I asked Küntzel how important individual players, such as Hajj Amin al-Husseini, who was the mufti of Jerusalem during WWII and struck up an alliance with the Nazis, were to the successful transmission of Nazi anti-Semitism to the Muslim world.
Very important, was the answer—especially in light of what was essentially a partnership in Jew-hatred between the two.
“He made the suggestion to the Nazis in the thirties that he they should use this type of radio propaganda against the Jews, so it went both ways,” he said. “At the time, only the Italian fascists used the tool.”
On the other hand, he noted, al-Husseini wasn’t well known or popular in Iran during that time, so there was a limit to how far the mufti could spread the propaganda. In the case of Iran, the Nazis used a popular radio host who could spread their ideology in a way that was localized to Iranian issues and Persian culture.
“The most important thing is the concept on the whole that you sell anti-Semitism in a way which fits to the people’s customs,” Küntzel said. This meant recognizing that the Arab-Israeli conflict was a much more salient issue among Arabs than in Iran. “The Nazis were smart enough to make this differentiation.”

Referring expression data
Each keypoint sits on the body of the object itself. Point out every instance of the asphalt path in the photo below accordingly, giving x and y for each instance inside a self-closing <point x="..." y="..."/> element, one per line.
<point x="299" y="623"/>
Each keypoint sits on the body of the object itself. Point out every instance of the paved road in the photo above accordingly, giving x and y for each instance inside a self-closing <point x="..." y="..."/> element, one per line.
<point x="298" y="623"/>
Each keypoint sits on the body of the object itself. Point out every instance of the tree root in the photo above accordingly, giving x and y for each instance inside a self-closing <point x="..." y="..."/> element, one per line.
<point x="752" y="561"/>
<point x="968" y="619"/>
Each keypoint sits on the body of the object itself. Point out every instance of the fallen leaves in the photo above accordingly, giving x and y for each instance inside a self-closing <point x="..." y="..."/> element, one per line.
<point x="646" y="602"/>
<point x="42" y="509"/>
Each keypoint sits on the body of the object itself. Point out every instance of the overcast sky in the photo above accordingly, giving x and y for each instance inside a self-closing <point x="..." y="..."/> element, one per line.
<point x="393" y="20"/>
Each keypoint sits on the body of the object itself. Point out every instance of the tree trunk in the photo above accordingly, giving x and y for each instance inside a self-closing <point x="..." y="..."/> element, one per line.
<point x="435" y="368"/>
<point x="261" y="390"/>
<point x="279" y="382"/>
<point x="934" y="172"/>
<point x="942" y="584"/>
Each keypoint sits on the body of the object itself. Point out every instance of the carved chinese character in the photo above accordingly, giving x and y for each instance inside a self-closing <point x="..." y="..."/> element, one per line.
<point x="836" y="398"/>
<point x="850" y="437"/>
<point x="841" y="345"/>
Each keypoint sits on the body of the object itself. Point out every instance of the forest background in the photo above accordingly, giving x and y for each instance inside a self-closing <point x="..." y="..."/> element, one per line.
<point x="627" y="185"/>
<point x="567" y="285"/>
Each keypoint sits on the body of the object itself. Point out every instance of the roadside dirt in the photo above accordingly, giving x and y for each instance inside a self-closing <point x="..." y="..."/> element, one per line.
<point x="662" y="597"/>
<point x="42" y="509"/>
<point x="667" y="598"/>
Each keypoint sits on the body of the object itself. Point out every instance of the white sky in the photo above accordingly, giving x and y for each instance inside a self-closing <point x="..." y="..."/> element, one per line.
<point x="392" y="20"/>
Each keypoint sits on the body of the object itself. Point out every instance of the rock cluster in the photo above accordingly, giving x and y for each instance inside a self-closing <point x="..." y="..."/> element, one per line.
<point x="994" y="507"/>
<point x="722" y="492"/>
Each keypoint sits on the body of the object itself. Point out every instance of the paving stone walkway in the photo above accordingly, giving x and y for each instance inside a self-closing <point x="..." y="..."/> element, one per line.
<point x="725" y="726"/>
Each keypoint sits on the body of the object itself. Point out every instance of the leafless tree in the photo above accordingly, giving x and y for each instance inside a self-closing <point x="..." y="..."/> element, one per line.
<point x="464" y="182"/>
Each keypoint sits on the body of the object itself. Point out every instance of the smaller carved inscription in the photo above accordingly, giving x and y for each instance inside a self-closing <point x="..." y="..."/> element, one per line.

_To do_
Copy out the entire passage above about Nazi propaganda in the Muslim world word for word.

_Result of this exercise_
I asked Küntzel how important individual players, such as Hajj Amin al-Husseini, who was the mufti of Jerusalem during WWII and struck up an alliance with the Nazis, were to the successful transmission of Nazi anti-Semitism to the Muslim world.
Very important, was the answer—especially in light of what was essentially a partnership in Jew-hatred between the two.
“He made the suggestion to the Nazis in the thirties that he they should use this type of radio propaganda against the Jews, so it went both ways,” he said. “At the time, only the Italian fascists used the tool.”
On the other hand, he noted, al-Husseini wasn’t well known or popular in Iran during that time, so there was a limit to how far the mufti could spread the propaganda. In the case of Iran, the Nazis used a popular radio host who could spread their ideology in a way that was localized to Iranian issues and Persian culture.
“The most important thing is the concept on the whole that you sell anti-Semitism in a way which fits to the people’s customs,” Küntzel said. This meant recognizing that the Arab-Israeli conflict was a much more salient issue among Arabs than in Iran. “The Nazis were smart enough to make this differentiation.”